**** Given text

Cleveland Clinic Survey finds Americans Underestimate the Threat of Heart Disease
Americans underestimate the threat of heart disease and don’t understand most risk factors are controllable, according to the findings of a survey, conducted by the Cleveland Clinic Heart, Vascular & Thoracic Institute.
The Cleveland Clinic researchers also found that although heart disease is the leading cause of death in the United States, 68 percent of Americans do not know it’s the foremost killer of women.
Heart disease accounts for one in every four deaths in the U.S. The survey findings indicate that many Americans incorrectly thought breast cancer was the leading cause of death in women, with men especially likely to think this (44 percent vs. 33 percent). Even Millennials were incorrect in their thinking. Eighty percent could not identify heart disease as the leading cause of death in women.
The survey findings also indicate that many Americans didn’t recognize key symptoms of heart attacks in women. Many did not know that chest pain (24 percent), shortness of breath or sweating (28 percent), pain in the neck or back of jaw (43 percent), new or dramatic fatigue (55 percent) and nausea/ vomiting (60 percent) are signs of a heart attack in females.

********
**** Data for review

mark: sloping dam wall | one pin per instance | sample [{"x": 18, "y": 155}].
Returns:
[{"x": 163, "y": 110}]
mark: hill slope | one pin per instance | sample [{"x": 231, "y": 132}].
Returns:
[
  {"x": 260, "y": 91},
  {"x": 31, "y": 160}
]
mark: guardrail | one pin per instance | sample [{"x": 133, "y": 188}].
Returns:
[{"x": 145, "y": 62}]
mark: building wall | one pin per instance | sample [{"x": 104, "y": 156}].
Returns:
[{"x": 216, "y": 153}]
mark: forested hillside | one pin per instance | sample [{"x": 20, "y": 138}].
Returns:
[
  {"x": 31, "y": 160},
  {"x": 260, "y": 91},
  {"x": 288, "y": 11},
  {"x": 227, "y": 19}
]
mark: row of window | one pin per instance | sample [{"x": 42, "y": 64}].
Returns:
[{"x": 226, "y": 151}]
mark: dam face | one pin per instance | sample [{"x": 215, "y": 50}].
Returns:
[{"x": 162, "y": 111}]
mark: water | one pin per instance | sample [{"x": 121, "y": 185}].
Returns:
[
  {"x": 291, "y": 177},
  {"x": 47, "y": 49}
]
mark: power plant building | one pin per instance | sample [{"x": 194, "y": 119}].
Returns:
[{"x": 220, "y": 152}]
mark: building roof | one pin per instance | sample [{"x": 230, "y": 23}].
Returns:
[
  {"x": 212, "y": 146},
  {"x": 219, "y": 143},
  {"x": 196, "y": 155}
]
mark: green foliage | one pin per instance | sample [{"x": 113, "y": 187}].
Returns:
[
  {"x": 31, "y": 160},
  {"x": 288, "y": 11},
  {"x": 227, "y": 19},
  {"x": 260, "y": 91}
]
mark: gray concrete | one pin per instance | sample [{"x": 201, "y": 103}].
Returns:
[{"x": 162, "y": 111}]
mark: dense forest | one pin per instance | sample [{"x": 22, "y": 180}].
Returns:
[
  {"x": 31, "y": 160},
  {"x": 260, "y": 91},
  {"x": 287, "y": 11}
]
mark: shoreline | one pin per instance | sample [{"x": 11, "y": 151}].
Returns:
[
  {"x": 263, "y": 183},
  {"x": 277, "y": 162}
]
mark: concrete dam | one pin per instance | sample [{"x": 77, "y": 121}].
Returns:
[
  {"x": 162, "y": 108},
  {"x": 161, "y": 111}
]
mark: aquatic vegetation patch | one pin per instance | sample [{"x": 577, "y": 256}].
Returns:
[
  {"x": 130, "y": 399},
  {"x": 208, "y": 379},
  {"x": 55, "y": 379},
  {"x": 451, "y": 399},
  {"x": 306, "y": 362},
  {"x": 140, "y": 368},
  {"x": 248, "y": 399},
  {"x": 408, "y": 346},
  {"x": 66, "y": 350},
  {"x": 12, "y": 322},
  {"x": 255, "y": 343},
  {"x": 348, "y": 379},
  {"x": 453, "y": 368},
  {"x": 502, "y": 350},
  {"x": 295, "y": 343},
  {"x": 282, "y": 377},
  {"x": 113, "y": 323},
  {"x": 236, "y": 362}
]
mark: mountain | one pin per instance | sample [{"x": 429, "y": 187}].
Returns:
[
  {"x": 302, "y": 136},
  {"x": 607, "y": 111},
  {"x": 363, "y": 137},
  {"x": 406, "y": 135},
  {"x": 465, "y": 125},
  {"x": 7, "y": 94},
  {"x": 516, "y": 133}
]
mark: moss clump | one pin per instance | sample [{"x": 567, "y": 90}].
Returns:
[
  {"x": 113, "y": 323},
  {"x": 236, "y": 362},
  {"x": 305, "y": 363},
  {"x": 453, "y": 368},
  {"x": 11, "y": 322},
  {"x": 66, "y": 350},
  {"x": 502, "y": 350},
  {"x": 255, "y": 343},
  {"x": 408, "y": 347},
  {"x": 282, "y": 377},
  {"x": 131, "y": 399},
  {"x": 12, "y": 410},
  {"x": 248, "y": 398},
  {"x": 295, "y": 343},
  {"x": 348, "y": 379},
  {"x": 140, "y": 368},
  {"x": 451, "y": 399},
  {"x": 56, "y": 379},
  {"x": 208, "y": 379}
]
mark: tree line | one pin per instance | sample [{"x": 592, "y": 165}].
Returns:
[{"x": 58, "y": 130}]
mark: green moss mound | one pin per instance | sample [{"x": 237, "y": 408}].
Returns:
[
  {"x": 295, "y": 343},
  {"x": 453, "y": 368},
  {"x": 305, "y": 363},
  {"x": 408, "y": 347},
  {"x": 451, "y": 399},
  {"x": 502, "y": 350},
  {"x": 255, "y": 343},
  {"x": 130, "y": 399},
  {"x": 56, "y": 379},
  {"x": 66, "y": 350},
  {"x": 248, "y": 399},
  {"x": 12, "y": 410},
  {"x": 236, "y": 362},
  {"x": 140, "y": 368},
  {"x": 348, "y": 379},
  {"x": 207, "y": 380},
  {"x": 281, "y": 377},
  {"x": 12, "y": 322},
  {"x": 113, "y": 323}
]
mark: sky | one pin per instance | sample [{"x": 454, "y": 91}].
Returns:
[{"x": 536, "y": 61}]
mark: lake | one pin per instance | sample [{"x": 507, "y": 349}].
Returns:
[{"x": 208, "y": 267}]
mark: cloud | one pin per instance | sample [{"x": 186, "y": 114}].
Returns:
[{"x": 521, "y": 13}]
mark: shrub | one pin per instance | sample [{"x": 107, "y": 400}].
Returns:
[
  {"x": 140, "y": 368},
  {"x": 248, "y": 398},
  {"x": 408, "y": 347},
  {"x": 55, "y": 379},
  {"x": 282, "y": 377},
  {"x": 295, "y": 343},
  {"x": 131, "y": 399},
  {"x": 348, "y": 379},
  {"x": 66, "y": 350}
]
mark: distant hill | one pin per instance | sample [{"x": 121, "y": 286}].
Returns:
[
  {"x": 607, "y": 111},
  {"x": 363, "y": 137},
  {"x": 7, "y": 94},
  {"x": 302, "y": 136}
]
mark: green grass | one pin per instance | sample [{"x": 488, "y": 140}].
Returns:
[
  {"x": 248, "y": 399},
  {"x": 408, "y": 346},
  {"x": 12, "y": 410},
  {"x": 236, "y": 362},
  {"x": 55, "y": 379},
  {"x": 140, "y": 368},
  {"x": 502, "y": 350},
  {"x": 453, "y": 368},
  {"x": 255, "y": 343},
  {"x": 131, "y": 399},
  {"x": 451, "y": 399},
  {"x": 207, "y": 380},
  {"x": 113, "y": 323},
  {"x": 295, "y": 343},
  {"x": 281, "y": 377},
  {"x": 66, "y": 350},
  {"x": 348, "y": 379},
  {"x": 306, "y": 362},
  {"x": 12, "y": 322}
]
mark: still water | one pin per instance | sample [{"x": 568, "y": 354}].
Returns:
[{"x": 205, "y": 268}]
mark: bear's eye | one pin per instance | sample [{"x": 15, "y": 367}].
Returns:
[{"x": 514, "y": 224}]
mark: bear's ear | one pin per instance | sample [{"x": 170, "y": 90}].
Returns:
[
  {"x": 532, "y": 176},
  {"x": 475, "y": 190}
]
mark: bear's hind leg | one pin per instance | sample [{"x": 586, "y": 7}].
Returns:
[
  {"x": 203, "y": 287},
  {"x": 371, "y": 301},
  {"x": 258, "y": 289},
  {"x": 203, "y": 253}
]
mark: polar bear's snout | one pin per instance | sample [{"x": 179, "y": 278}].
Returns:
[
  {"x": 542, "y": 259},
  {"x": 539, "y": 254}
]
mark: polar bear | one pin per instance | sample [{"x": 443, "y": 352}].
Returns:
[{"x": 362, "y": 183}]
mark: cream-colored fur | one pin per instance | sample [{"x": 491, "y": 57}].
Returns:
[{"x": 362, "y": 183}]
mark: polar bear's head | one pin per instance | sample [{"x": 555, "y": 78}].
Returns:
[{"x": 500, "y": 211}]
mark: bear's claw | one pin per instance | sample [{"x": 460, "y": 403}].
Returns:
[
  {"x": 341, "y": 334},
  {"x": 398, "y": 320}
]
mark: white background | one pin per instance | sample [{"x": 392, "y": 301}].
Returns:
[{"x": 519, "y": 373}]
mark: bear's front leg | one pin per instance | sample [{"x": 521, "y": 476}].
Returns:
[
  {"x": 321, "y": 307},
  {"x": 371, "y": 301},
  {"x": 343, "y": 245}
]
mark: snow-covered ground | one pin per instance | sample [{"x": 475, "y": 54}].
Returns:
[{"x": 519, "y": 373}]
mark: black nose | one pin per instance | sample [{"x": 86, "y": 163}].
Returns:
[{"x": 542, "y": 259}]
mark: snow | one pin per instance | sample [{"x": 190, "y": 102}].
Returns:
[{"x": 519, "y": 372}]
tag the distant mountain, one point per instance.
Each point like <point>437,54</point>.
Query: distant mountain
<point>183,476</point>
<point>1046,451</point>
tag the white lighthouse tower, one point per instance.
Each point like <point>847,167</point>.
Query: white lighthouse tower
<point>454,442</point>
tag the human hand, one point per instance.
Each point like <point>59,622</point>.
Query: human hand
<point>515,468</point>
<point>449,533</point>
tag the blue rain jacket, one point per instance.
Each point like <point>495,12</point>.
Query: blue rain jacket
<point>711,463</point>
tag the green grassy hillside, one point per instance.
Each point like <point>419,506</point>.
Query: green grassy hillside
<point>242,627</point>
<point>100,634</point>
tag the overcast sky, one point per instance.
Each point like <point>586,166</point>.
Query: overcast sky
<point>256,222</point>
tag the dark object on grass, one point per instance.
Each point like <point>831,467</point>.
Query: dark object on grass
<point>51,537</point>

********

◆ **Problem A**:
Say whether each statement agrees with the heart disease survey text, giving yes or no and quoting the deciding words: (i) Heart disease causes one in every four deaths in the U.S. (ii) Women were more likely than men to think breast cancer was the leading cause of death in women. (iii) Eighty percent of Millennials could not identify heart disease as the leading cause of death in women.
◆ **Problem B**:
Continue the heart disease survey text from the point where it stops.

◆ **Task result A**:
(i) Yes: "Heart disease accounts for one in every four deaths in the U.S."
(ii) No: "with men especially likely to think this (44 percent vs. 33 percent)"
(iii) Yes: "Even Millennials were incorrect in their thinking. Eighty percent could not identify heart disease as the leading cause of death in women."

◆ **Task result B**:
Americans also don’t recognize that most heart disease is preventable – for both men and women, say the findings. Even though 90 percent of heart disease is due to modifiable/controllable risk factors, only 8 percent of Americans know that.
Confusion on How to Prevent Health Disease
There’s also a lot of confusion on what steps to take to prevent heart disease – and when to do so. The survey found that 80 percent don’t know the proper time to start getting their cholesterol tested is in their 20s and 29 percent mistakenly believing that a low-fat diet is healthiest for your heart. Only 19 percent know that the Mediterranean diet is the most heart-healthy diet. Finally, 58 percent misguidedly believe that taking an aspirin a day is a good way to prevent heart disease.
Treatment of heart disease has come a long way in the past few decades, but we still need to work on prevention,” said Samir Kapadia, M.D., chairman of Cardiovascular Medicine at Cleveland Clinic in a January 30 statement detailing the study’s findings. “There are so many simple changes that patients and the public can make that can provide significant improvements to their cardiovascular health, notes Kapadia.
“Whether it be regarding diet, exercise or other lifestyle factors, we need to continue to educate people about how to take control of their heart health,” adds Kapadia.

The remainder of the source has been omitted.